◆ READING PASSAGE:
# New vids from Micro Thunder Raceway



## beachbum2007 (Feb 10, 2003)

Oval 1/24 scale racing from last weekend Enjoy! https://www.youtube.com/watch?v=1HhQuBmOOSs and https://www.youtube.com/watch?v=4LqhZ5C77JU


----------



## beachbum2007 (Feb 10, 2003)

Merry Christmas to all the HobbyTalk folks and their families.


----------



## beachbum2007 (Feb 10, 2003)

Race footage from last weekend https://www.youtube.com/watch?v=axVLImlcLJI


----------



## beachbum2007 (Feb 10, 2003)

And here's one more. Happy New Year everyone! https://www.youtube.com/watch?v=TBznRd8J2HU


----------



## Arthur Hilton (Dec 29, 2014)

beachbum2007 said:


> And here's one more. Happy New Year everyone! https://www.youtube.com/watch?v=TBznRd8J2HU


nice video. a very easy and fasty indoor track, good for beginner.


----------



## beachbum2007 (Feb 10, 2003)

Many thanks Arthur, it's a pretty fast little track, occasional sub 4 second laps, 36x16 carpet. I have been racing for many years(too many lol) everything from 1/24 to 1/8 nitro, dirt, onroad and oval (even took a state championship or two along the way) but still find carpet oval very challenging. Something about hitting that perfect line...over and over and over again(it may be my A.D.D. kicking in) and I find the thrill and fun is not proportionally less because the cars are smaller. I have a friend who is a national caliber 1/10 carpet oval racer who most recently took a 4th place finish in an A-main at the 2014 Ovalmasters in Tennessee who stopped by to race with us one night and he was blown away by the close racing, speed and excitement of these 1/24 cars on our track. He reminded me that the 3.8 to 4.0 lap times we run were the same as the fastest in the class that he ran in at the Ovalmasters. (and for the record, I don't think he won a single heat with us that night lol) I have come to really believe in these little cars and am doing all I can to promote them. It's the cheapest, thrilling, fun racing I have ever done. Thanks again, Beach:thumbsup:


----------



## DynoMoHum (Sep 25, 2001)

◆ EXTRACTED DATA:

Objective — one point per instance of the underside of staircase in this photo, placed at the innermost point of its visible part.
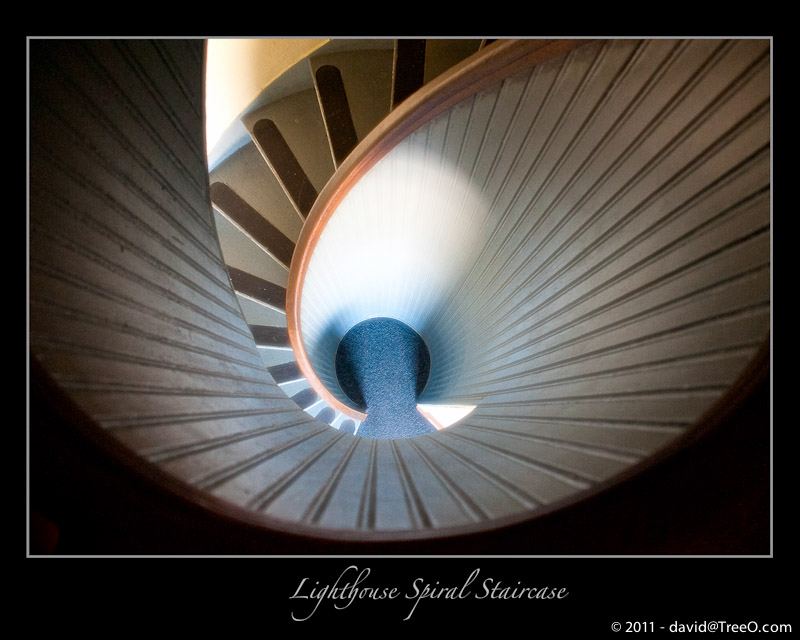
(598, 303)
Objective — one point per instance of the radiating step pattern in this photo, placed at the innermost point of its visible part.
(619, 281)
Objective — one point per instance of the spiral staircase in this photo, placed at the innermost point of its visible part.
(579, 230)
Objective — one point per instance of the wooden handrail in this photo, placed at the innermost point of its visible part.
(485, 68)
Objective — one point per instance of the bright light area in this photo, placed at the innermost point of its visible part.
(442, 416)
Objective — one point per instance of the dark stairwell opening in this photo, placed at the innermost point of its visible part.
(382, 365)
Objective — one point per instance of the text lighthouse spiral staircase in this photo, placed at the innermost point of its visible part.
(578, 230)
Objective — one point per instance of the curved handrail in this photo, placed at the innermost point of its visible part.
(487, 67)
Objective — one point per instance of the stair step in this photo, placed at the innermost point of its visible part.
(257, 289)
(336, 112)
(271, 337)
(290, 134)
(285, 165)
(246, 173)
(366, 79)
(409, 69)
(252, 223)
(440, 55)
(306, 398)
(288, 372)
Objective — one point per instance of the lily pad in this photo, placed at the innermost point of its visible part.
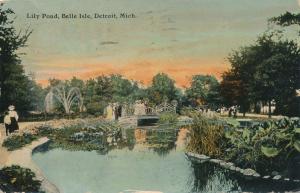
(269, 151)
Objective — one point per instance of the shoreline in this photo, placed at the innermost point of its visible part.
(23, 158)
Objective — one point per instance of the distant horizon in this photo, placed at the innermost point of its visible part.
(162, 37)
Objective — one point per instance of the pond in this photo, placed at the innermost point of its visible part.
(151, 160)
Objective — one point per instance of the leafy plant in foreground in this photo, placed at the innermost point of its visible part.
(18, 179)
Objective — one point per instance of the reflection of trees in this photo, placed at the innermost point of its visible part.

◆ WRITTEN PROBLEM A: In the Micro Thunder Raceway thread, in which state did the 2014 Ovalmasters take place?
◆ WRITTEN PROBLEM B: Print the Micro Thunder Raceway thread from the words "Oval 1/24 scale" up to and including the words "and their families.".
The records are separate material, unrelated to the thread.

◆ PROBLEM SOLUTION A: Tennessee

◆ PROBLEM SOLUTION B:
Oval 1/24 scale racing from last weekend Enjoy! https://www.youtube.com/watch?v=1HhQuBmOOSs and https://www.youtube.com/watch?v=4LqhZ5C77JU


----------



## beachbum2007 (Feb 10, 2003)

Merry Christmas to all the HobbyTalk folks and their families.